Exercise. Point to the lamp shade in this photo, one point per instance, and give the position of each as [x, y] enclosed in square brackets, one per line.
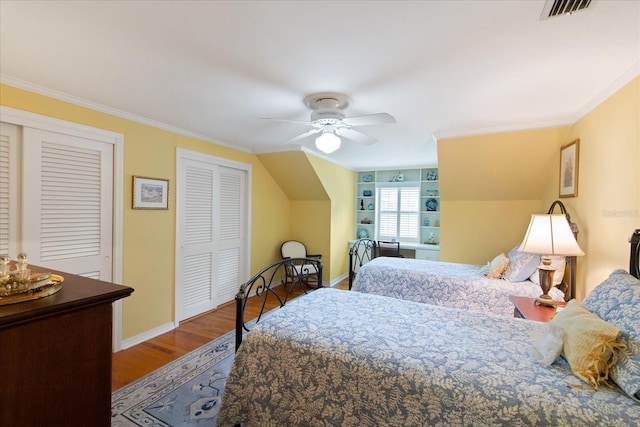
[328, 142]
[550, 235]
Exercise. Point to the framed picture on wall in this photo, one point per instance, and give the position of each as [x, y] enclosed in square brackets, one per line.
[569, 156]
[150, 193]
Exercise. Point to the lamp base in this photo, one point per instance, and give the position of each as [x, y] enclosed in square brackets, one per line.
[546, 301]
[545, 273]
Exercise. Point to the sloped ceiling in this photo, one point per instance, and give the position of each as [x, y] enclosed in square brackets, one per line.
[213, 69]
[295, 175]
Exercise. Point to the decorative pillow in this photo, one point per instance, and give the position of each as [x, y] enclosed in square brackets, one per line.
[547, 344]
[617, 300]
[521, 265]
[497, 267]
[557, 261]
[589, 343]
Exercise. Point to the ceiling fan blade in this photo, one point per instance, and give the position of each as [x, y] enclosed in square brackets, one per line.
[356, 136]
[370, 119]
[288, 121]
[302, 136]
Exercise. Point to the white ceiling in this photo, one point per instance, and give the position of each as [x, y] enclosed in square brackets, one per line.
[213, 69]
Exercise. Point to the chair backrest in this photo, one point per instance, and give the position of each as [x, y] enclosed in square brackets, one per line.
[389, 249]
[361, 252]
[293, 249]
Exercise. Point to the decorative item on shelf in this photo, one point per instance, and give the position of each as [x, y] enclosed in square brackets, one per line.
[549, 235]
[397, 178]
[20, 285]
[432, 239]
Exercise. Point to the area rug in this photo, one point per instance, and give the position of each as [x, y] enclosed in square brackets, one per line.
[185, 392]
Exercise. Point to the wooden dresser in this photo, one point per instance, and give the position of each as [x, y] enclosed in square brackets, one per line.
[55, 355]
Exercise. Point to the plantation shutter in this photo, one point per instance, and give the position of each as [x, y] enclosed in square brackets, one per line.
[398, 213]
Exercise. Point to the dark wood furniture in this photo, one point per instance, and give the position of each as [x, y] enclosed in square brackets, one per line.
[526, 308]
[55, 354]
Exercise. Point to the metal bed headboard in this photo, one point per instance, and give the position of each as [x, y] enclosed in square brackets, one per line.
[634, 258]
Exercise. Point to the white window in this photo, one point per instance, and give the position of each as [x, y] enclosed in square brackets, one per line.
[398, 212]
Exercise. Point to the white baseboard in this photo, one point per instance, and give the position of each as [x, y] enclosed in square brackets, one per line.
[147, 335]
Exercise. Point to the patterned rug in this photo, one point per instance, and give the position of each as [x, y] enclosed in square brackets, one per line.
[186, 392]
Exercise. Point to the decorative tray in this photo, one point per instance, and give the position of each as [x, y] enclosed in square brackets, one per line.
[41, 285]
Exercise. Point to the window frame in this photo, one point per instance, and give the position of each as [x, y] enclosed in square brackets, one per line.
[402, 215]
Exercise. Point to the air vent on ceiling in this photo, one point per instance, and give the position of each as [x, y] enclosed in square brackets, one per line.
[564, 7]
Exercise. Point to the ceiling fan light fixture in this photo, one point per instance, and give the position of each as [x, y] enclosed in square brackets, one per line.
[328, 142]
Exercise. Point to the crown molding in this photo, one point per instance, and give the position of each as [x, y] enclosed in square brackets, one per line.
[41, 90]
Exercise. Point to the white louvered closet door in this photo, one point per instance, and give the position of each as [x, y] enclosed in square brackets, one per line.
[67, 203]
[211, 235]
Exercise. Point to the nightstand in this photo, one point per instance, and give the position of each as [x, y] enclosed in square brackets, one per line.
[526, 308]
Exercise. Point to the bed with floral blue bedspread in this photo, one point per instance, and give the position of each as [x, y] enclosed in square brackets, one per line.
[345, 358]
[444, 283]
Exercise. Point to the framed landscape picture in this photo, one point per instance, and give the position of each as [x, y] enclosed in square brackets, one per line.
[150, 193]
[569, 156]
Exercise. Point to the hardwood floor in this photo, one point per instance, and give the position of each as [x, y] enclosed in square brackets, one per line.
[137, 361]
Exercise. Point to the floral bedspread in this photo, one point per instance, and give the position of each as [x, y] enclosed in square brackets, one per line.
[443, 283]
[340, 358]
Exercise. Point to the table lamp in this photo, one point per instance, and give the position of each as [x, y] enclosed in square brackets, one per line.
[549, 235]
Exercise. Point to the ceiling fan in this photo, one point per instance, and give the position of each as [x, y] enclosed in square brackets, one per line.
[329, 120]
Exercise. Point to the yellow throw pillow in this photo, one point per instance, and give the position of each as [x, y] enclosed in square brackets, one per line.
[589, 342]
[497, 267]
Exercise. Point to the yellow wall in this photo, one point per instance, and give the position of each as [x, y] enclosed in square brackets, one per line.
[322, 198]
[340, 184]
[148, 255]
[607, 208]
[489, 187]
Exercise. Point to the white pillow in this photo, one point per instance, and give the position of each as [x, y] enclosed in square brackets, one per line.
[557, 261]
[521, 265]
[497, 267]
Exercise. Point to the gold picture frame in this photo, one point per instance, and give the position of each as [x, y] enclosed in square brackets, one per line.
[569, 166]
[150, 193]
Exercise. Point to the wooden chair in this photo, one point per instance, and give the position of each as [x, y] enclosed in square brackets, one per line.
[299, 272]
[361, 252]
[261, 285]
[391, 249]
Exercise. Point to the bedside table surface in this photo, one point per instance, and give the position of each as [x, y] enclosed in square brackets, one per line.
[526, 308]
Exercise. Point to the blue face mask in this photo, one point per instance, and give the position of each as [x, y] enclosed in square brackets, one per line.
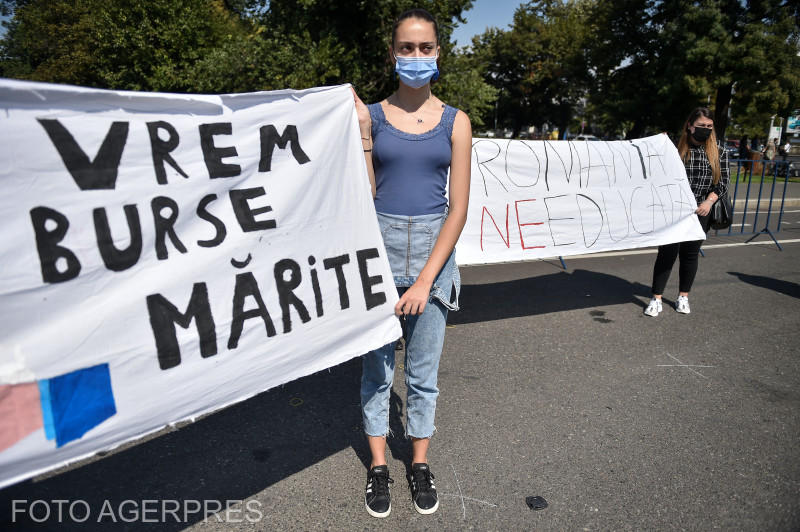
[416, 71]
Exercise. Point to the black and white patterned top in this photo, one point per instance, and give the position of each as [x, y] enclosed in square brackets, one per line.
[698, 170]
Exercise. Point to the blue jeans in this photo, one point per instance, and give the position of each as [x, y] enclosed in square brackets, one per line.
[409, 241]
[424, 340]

## PROMPT
Nothing but an exact copy of the data, without its images, should make up your answer.

## PROBLEM SOLUTION
Exercise. Point to the lamp shade in this photo, one point per instance, and give the position of each as [x, y] enclosed in square brackets, one per line.
[328, 142]
[550, 235]
Exercise. Point to the framed picture on wall in this photo, one point per instance, and give the position of each as [x, y] enclosed in square brackets, one per line.
[569, 156]
[150, 193]
Exercise. Point to the lamp base in this photo, one point per instance, and give the position of each as [x, y] enclosed in square brackets, one per line.
[546, 301]
[545, 273]
Exercise. Point to the sloped ceiling in this photo, one point per instance, and give the position of each as [x, y] enclosed in square brackets, one per line.
[213, 69]
[295, 175]
Exercise. Point to the decorative pillow in this photo, one point per instance, and give the position of each as [x, y] enclosed in square brackets, one per line.
[547, 344]
[617, 300]
[521, 265]
[497, 267]
[557, 261]
[589, 343]
Exercise. Point to the ceiling fan blade in this photo, one point per instance, and give the position of each as [x, y] enclosed in square brackets, one per line.
[356, 136]
[370, 119]
[288, 121]
[302, 136]
Exercise. Point to the white ceiling in this photo, one point per instance, and give the position of each as [x, y] enclosed in square brackets, one per line.
[213, 69]
Exercise. Point to the chair backrest in this photo, one point per instance, and give the position of each as [x, y] enclosed in square brackets, one per line.
[389, 249]
[361, 252]
[293, 249]
Exercise. Point to the decorative item on shelf in this photo, one point per instance, and give the position of each as [x, y] enclosed in square brackets, one per line.
[549, 235]
[397, 178]
[20, 285]
[432, 239]
Exercise. Point to the area rug in this photo, one point per instance, and give the position of each as [x, y] enclosed in square brackets, one per line.
[185, 392]
Exercise. Point to the wooden dresser in this photo, one point per instance, and give the position of each as [x, y] enclosed in square brackets, one per line.
[55, 355]
Exercise. Point to the plantation shutter in this photo, one point per instance, and give the position of each as [x, y] enclosed in square brackets, one per line.
[398, 213]
Exercise. Point to the dark wood furniture in this photo, one point per instance, and give the position of each as [x, y] enclosed in square brackets, one per line.
[526, 308]
[55, 354]
Exercise. Point to the metal bed headboard in this photo, one point per instance, and give the position of each as [x, y] enclosed in square brackets, one per line.
[634, 258]
Exercise. Point to the white window in this photo, one point per instance, and give the position of each as [x, y] enclosed in square brackets, one per line.
[398, 212]
Exercise. Point to the white baseboard in this photo, one point per instance, and give the position of each as [x, y] enclosed in square brackets, one per line.
[147, 335]
Exercise. Point to the patterned rug in this photo, one point per instance, and give the position of each as [x, y] enclosed in square brackets, one per line.
[186, 392]
Exercise. Point to the decorative tray in this photo, one point per instance, and give the position of each as [x, y] enclosed in square brackets, one per line.
[41, 285]
Exercise. Point to the window frame in this photo, one point per instance, and give the position of each as [x, y] enclosed in square brackets, one per line.
[402, 215]
Exercise. Point to the air vent on ceiling in this photo, one point per instance, and give the position of each as [x, y] enclosed in square brackets, one per line.
[564, 7]
Exercise. Point to the ceiling fan light fixture in this photo, one point per instance, and give the position of each as [x, y] enclosed in square brackets, one per line.
[328, 142]
Exercise. Point to the crown molding in this photo, one point per instance, and give the position of each as [x, y] enclosed in square brackets, one per line.
[41, 90]
Exercise. Point to the white louvered closet door in this photo, one point per instance, and give the position of each as [x, y] enclosed in square brackets, one per line.
[67, 203]
[211, 235]
Exercise. Point to the nightstand in this photo, one point per instance, and give the position of each as [x, y] enclosed in square brackets, one per line.
[526, 308]
Exercise. Point to the bed with floral blue bedspread in this photo, one point per instance, and give the position of each as [x, y] enclosed in square brackets, one per line.
[345, 358]
[444, 283]
Exercise. Point to the framed landscape picture in this photo, one point per instance, and give the position of each as [x, y] enclosed in square brackets, one per line.
[150, 193]
[569, 156]
Exercise. Point to the hardwood floor in this photo, one point per instance, and give the position of each as [x, y] enclosed in square brackets, one per line.
[137, 361]
Exercise. Point to the floral bedspread in this photo, one point per instance, and give the position of each as [x, y] enclosed in square brackets, one per line.
[443, 283]
[340, 358]
Exercise. Point to the table lamp in this photo, one point per instance, and give the position of each as [x, y] enclosed in square brackets, one per line.
[549, 235]
Exercise. Point to the ceiling fan in this photo, one point per instance, and give the position of each as [x, y] enclosed in square brackets, one per line.
[329, 120]
Exercise. Point to the yellow throw pillow in this photo, one point per instance, and give the position of each as [x, y] enclosed in square brackets, one per line.
[589, 342]
[497, 267]
Exercise. Point to the yellow wall in this photo, one point per instance, and give the position of each as [x, y] enclosed in square brackets, one per line.
[322, 198]
[340, 184]
[148, 255]
[607, 208]
[489, 187]
Exercise. Point to the white pillow in this photo, one point per instance, and give the position of each as [x, y] enclosed in square brackets, one per line.
[557, 261]
[521, 265]
[497, 267]
Exercise. Point to the gold picture frame in this photo, one point per instance, and give the position of each as [x, y] enclosed in square brackets, one per line.
[569, 166]
[150, 193]
Exercise. Point to the wooden chair in this photo, one point per instance, and give the position of each as [x, y] enclosed in square brackets, one per line.
[299, 272]
[361, 252]
[261, 285]
[391, 249]
Exercise. Point to the bedside table surface in this photo, one point per instance, and give the position of each as [x, y] enclosed in square brackets, one per line.
[526, 308]
Exercise. Point to the blue face mask in this photo, one point per instance, and give the position of each as [x, y] enclosed in square brackets, one per line.
[416, 71]
Exercise. Point to the black and white patterned top in this photo, one point per instance, and give the position of each as [x, y] enclosed in square brackets, one per line.
[698, 170]
Exercise. Point to the blue jeans in this photo, one point per instance, and give the position of each as [x, y] enclosed in square brackets, one per line.
[409, 241]
[424, 340]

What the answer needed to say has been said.